* The exercise *
Update the material from the line with "Every instance of the cat's mouth" to the line with "Every instance of the cat's front", both included, by replacing "SHOULD" with "MUST" and leaving everything else unchanged. Return only those lines.

* Information supplied *
* * * *

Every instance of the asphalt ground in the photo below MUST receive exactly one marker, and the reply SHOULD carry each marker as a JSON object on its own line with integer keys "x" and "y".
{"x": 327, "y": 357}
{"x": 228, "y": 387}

* * * *

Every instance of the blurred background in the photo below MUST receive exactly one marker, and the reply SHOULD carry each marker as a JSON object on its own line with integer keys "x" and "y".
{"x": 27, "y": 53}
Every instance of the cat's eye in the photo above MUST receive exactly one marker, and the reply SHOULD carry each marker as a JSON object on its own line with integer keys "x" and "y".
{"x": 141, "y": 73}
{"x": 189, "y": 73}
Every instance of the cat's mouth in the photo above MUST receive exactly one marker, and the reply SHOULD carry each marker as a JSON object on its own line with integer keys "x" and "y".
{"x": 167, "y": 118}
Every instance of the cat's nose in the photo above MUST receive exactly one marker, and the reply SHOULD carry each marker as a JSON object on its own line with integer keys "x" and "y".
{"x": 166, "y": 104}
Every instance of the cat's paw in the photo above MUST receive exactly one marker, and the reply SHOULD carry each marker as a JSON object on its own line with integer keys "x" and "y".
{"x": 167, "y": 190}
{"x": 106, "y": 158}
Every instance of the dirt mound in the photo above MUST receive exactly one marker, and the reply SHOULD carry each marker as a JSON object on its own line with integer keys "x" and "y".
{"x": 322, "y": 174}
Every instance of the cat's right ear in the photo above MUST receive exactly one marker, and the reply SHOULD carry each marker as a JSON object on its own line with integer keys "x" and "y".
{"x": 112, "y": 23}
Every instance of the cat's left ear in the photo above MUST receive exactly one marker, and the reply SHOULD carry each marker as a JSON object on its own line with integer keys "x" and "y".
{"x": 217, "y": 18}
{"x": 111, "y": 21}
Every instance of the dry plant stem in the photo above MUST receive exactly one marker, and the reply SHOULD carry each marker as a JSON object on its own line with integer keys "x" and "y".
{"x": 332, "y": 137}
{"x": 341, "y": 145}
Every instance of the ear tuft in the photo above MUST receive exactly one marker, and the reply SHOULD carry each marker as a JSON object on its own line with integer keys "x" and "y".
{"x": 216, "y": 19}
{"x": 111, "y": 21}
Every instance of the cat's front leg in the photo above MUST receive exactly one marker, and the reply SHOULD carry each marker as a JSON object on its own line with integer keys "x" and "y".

* * * *

* Finished task *
Every instance of the cat's mouth in the photo above MUST receive exactly one marker, and the reply MUST carry each marker as a JSON object on its own line with integer keys "x" and "y".
{"x": 167, "y": 118}
Every instance of the cat's nose in the photo above MUST receive exactly one marker, and the reply MUST carry each marker as a JSON object on its own line with integer keys "x" and "y".
{"x": 166, "y": 104}
Every instance of the cat's paw in the photo above MUST receive exactly one marker, and the reply MUST carry each marker as a JSON object on its own line with integer keys "x" and "y".
{"x": 167, "y": 190}
{"x": 106, "y": 158}
Every instance of the dirt mound in the photo above MUST receive exactly one marker, and the reply MUST carry each marker as a JSON object on its own line with integer keys "x" and "y".
{"x": 322, "y": 174}
Every instance of the cat's right ear in the photo above MUST receive exactly one marker, and the reply MUST carry each marker as a JSON object on its own line with integer keys "x" and "y".
{"x": 112, "y": 23}
Every instance of the cat's left ear in the photo above MUST receive exactly one marker, and the reply MUST carry each marker as a JSON object on its own line with integer keys "x" and "y".
{"x": 217, "y": 18}
{"x": 111, "y": 21}
Every instance of the dry plant stem in the photo above MUST receive exactly one marker, and the reply MUST carry each marker as a JSON object on its own line with integer keys "x" and "y".
{"x": 332, "y": 137}
{"x": 341, "y": 145}
Every instance of the ear tuft in the photo above MUST receive exactly one marker, and the reply MUST carry each marker as a JSON object on its own line with integer keys "x" and "y".
{"x": 216, "y": 19}
{"x": 111, "y": 21}
Every instance of the cat's front leg in the photo above MUST receive exactly one marker, and the reply MUST carry each marker as a JSON object on its own line with integer keys "x" and "y".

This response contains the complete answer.